▸ Task to carry out
Having read the data, transcribe all of it without deviation.

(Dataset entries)
══════════

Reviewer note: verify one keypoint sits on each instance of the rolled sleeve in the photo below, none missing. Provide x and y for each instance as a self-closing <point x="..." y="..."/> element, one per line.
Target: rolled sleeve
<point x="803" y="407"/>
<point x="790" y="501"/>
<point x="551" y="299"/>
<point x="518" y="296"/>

══════════

▸ Completed task
Reviewer note: verify one keypoint sits on each instance of the rolled sleeve in the photo below, none missing. Provide x and y for each instance as a self-closing <point x="..." y="..."/> element, one per line.
Target: rolled sleeve
<point x="803" y="407"/>
<point x="790" y="501"/>
<point x="551" y="299"/>
<point x="518" y="296"/>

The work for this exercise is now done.